Description of the task:
Change "one point per instance" to "one point for each instance" in the rows, from the line containing "target | mountain range" through the end of the rows. Give those lines again with nothing else altered.
_ _ _
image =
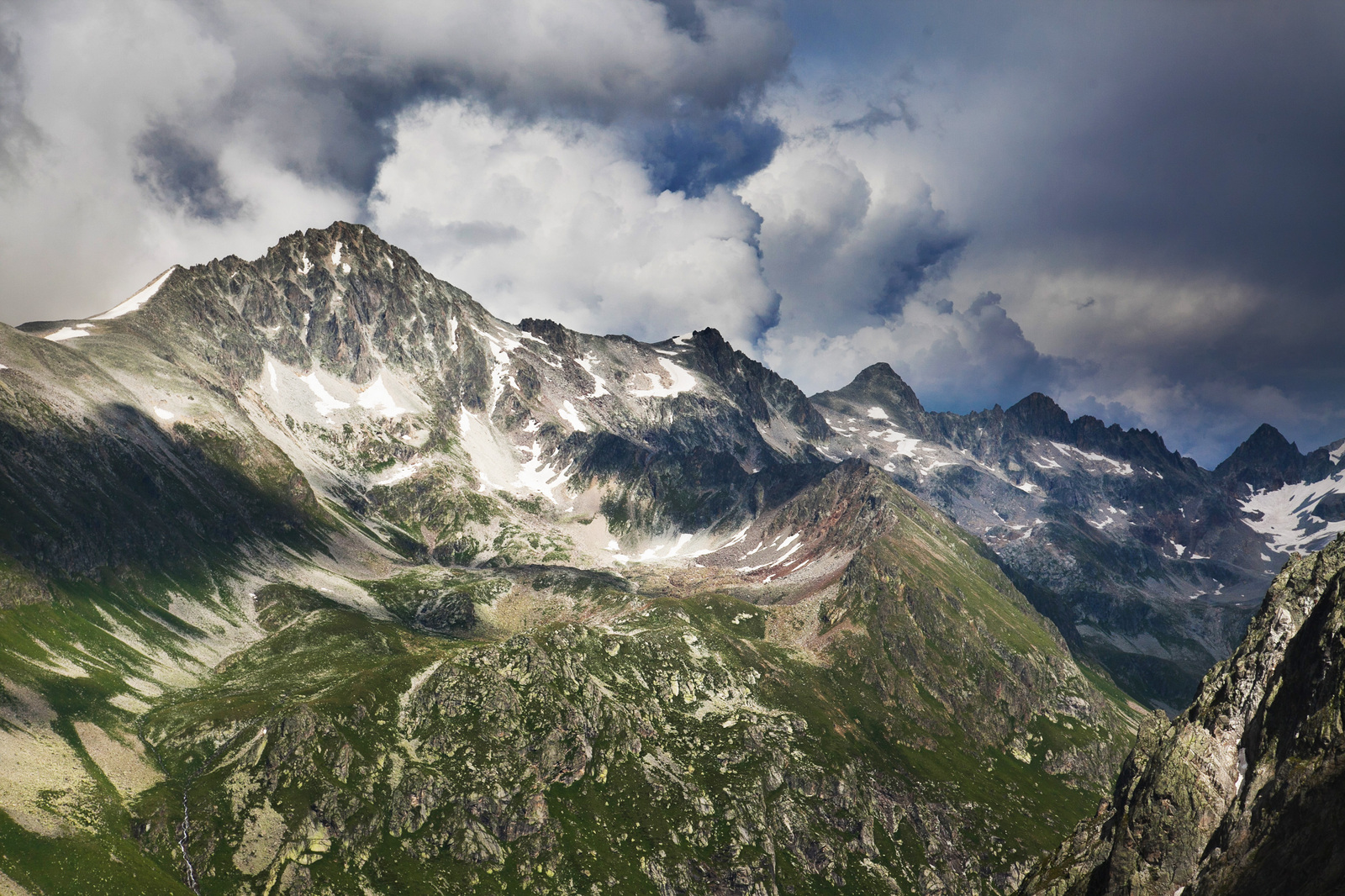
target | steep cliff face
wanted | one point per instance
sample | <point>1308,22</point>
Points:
<point>1239,794</point>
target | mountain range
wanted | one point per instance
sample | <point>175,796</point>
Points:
<point>319,577</point>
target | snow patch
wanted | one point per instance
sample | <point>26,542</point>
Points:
<point>326,403</point>
<point>905,443</point>
<point>380,400</point>
<point>1123,468</point>
<point>599,383</point>
<point>138,300</point>
<point>1286,514</point>
<point>398,475</point>
<point>683,381</point>
<point>67,333</point>
<point>541,479</point>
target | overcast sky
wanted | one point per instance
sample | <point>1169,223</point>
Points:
<point>1138,208</point>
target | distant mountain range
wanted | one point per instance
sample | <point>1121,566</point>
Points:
<point>319,577</point>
_ _ _
Correct response:
target | mountain range
wanted | one point for each instance
sample | <point>175,796</point>
Points:
<point>319,577</point>
target | snow patch
wanted | one point for each instance
sample | <point>26,542</point>
Points:
<point>326,403</point>
<point>905,443</point>
<point>380,400</point>
<point>1123,468</point>
<point>599,383</point>
<point>138,300</point>
<point>1286,514</point>
<point>398,475</point>
<point>683,381</point>
<point>67,333</point>
<point>541,479</point>
target | overcast sky
wanted | one point for each instance
sample | <point>1169,223</point>
Points:
<point>1138,208</point>
target | distant mountain range
wanted | one point for each instance
sample | <point>1121,566</point>
Points:
<point>319,577</point>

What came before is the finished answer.